◆ EXCERPTED TEXT:
%%
This theorem states that the values associated with the policy that
we derive using the wrong dynamics will be close to optimal if \mathop\mathbb{E}_{\hat{\mathop\mathbb{P}}(\cdot|x,u)}[V_\star]
and \mathop\mathbb{E}_{\mathop\mathbb{P}(\cdot|x,u)}[V_\star]
are close for all state-action pairs (x,u). This is a remarkable result as it
shows that we can control our regret by our prediction errors. But the
only prediction that matters is our predictions of the optimal value
vectors V_\star. Note further that
this theorem makes no assumptions about the size of the state spaces: it
holds for discrete, tabular MDPs, and more general discounted MDPs. A
discussion of more general problems is covered by Bertsekas.Bertsekas,
*Abstract Dynamic Programming*, 2nd ed. (Athena Scientific,
2018).
%%
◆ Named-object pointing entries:
%%
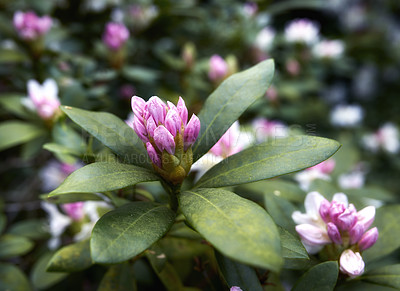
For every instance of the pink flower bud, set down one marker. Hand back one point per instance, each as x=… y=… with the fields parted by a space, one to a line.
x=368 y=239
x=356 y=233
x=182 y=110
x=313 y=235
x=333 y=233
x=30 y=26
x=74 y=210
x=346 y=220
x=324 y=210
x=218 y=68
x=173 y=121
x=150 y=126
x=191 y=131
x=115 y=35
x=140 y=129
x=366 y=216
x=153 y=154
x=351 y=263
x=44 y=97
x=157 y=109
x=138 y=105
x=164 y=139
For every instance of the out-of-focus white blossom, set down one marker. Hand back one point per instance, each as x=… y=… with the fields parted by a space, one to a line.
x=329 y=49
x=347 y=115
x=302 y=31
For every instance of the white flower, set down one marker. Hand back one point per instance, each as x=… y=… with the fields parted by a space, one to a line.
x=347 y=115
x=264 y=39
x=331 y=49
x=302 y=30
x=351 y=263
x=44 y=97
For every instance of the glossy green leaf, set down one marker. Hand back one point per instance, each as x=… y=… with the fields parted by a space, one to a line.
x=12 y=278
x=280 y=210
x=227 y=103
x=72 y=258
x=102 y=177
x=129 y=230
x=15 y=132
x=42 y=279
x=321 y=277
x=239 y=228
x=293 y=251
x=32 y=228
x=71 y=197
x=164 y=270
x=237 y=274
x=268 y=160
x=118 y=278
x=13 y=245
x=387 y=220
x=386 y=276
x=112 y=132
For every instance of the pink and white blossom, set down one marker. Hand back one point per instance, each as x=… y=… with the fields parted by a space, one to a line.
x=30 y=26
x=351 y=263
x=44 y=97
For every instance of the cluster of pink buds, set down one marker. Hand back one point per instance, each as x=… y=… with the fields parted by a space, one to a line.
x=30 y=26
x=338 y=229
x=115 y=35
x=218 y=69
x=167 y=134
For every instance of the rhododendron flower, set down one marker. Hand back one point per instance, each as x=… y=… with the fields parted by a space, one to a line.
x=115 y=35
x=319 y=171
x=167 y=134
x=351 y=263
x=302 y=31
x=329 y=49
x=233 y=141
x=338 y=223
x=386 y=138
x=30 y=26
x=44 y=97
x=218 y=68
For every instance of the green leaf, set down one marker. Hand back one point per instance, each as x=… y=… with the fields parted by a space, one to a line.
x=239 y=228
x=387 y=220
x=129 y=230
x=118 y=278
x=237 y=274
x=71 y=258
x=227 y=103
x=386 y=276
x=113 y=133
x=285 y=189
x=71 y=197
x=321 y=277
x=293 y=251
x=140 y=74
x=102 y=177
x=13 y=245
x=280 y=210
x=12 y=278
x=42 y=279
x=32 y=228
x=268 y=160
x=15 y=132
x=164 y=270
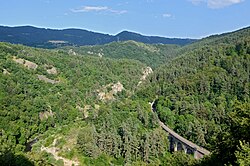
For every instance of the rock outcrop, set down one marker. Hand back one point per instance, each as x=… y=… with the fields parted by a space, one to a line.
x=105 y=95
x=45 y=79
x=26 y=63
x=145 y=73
%%
%%
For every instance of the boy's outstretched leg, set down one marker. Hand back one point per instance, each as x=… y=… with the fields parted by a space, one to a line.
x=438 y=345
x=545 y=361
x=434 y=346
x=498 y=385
%%
◆ BRIEF A:
What does the theorem excerpt call the only prediction that matters?
◆ BRIEF B:
Does each statement below agree with the theorem excerpt? For each, answer yes or no and quote the words from the excerpt that decide it.
(i) The theorem requires the state space to be small.
(ii) The result shows that regret can be controlled by prediction errors.
(iii) Bertsekas is cited for a discussion of more general problems.

◆ FULL OUTPUT A:
Our predictions of the optimal value vectors.

◆ FULL OUTPUT B:
(i) No: "this theorem makes no assumptions about the size of the state spaces"
(ii) Yes: "it shows that we can control our regret by our prediction errors"
(iii) Yes: "A discussion of more general problems is covered by Bertsekas."